Aim. In the passage on measuring water in crude petroleum oil, what is the name for the amount of water in oil coming out of production wells?

Supplied passage.

* BEGIN *

The present application relates to systems and methods for measuring the amount of one phase in a mixture of phases, and more particularly to measuring the amount of water present in crude petroleum oil when the salinity of the water can vary.
The following paragraphs contain some discussion, which is illuminated by the innovations disclosed in this application, and any discussion of actual or proposed or possible approaches in these paragraphs does not imply that those approaches are prior art.
The chemical and physical characterization of crude, partially refined, and fully refined petroleum products is a common practice in the petroleum industry. Characterizations such as compositional and physical property determinations are used for a variety of purposes. One of their more important uses is when they are done in combination with hydrocarbon well testing to assist in optimizing oil production from a single or series of hydrocarbon wells. Another important use is during the transfer of crude petroleum oil, as occurs during the production, transport, refining, and sale of oil. The accurate determination of water content and validation of the amount of water in crude oil is particularly important during the taxation of crude oil and the sale of crude oil, where the owner or seller of the oil does not want to pay taxes on water and the customer does not want to pay the price of oil for water. For example, it is well know to a person having ordinary skill in the art of petroleum engineering that crude petroleum oil emerging from production wells can contain large amounts of water, ranging from generally about 1% to as high as about 99% water. This value is known as the water cut (“WC”).

* END *

Dataset excerpts.
* BEGIN *

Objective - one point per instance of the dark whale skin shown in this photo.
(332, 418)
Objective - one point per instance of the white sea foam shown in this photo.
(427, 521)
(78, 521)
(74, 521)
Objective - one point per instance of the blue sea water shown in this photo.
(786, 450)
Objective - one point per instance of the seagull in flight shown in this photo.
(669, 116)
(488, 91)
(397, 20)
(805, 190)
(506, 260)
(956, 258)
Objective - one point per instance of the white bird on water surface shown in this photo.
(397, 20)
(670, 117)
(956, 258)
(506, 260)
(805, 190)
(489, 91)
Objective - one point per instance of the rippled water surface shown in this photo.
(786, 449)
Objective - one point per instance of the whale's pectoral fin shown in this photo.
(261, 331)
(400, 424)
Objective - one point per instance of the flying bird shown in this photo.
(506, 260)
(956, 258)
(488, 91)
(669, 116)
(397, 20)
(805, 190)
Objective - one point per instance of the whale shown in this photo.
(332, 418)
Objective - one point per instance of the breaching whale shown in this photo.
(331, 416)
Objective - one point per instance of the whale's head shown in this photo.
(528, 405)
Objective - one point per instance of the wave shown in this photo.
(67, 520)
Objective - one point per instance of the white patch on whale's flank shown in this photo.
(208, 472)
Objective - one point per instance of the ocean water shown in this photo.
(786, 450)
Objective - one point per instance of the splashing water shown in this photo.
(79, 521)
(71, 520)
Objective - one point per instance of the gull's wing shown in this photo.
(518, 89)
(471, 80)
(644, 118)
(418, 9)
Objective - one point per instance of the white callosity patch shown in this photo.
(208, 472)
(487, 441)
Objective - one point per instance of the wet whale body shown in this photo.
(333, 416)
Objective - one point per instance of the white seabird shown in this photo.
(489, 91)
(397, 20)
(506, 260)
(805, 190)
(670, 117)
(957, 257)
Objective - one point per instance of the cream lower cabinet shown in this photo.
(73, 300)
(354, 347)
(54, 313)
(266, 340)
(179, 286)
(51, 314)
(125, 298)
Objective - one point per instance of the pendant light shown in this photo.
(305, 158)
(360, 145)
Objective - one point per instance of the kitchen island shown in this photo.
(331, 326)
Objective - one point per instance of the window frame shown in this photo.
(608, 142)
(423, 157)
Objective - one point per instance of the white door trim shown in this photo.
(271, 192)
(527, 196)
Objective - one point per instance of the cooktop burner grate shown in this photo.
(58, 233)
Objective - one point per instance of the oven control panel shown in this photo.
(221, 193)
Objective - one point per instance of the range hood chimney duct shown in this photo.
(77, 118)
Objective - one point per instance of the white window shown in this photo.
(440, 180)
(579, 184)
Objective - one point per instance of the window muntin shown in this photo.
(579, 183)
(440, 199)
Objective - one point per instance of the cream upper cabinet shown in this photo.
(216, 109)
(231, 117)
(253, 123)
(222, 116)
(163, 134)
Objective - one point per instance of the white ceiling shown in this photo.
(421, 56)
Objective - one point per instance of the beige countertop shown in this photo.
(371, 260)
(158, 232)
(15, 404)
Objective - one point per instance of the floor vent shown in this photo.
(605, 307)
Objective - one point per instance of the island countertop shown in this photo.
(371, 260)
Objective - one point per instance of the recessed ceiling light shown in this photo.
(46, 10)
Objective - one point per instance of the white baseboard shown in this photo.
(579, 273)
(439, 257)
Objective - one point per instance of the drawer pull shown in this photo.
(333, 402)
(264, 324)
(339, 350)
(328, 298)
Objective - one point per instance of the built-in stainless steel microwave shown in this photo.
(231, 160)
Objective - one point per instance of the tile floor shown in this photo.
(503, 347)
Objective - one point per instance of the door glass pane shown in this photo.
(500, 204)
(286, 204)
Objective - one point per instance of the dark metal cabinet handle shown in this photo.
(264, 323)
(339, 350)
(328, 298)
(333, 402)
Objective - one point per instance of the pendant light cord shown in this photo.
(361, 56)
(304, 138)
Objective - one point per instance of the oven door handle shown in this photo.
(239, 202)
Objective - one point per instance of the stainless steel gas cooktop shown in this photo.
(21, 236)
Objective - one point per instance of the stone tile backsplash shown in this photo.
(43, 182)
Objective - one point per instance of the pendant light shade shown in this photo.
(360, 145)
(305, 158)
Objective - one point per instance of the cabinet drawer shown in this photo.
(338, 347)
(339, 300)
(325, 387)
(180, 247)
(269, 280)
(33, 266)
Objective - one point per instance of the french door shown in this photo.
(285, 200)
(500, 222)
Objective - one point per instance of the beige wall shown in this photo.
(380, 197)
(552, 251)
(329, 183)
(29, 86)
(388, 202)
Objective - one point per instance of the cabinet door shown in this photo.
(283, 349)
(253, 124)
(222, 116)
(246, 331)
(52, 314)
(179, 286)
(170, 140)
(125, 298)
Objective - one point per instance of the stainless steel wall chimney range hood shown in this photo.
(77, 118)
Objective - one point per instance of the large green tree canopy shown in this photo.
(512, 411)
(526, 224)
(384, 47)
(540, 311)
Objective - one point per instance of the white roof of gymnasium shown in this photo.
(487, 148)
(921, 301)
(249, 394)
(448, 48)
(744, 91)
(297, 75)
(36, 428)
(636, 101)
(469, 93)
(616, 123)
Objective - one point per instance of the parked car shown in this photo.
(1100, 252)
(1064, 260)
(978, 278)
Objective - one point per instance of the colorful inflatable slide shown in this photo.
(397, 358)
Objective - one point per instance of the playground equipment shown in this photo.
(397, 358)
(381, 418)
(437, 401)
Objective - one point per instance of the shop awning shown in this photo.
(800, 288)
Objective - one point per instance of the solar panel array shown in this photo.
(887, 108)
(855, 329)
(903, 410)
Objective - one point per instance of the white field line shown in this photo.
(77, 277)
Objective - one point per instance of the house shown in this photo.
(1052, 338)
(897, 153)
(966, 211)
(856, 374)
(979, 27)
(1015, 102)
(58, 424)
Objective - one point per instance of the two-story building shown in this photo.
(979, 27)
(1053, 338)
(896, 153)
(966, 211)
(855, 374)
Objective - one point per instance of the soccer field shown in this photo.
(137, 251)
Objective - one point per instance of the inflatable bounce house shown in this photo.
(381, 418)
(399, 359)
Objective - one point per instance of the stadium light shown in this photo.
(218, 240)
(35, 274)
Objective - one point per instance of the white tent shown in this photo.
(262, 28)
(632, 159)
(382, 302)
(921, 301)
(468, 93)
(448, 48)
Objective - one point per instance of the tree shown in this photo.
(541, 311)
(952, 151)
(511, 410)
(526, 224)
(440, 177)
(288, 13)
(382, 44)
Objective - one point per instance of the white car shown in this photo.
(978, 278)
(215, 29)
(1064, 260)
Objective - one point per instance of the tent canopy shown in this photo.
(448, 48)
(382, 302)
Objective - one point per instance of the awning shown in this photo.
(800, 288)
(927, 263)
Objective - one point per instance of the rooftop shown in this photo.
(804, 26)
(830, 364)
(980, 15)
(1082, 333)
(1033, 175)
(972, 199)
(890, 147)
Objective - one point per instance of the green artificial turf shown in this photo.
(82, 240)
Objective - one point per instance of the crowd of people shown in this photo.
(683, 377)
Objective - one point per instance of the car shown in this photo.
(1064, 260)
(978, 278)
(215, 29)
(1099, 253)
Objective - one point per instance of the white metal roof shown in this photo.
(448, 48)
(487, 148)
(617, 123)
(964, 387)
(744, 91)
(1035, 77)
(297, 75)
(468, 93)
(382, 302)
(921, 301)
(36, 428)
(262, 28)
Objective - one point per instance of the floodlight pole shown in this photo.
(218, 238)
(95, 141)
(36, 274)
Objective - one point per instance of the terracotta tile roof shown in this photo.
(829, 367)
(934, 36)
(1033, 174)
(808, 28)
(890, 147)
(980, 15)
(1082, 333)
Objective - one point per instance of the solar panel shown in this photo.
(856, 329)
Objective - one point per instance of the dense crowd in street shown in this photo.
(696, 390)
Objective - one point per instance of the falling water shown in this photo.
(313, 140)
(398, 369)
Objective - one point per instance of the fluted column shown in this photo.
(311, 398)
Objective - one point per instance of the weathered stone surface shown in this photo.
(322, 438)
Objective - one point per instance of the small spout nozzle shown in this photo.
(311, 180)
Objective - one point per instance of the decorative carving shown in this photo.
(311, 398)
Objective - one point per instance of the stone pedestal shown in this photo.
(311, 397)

* END *

The reply. The water cut (“WC”).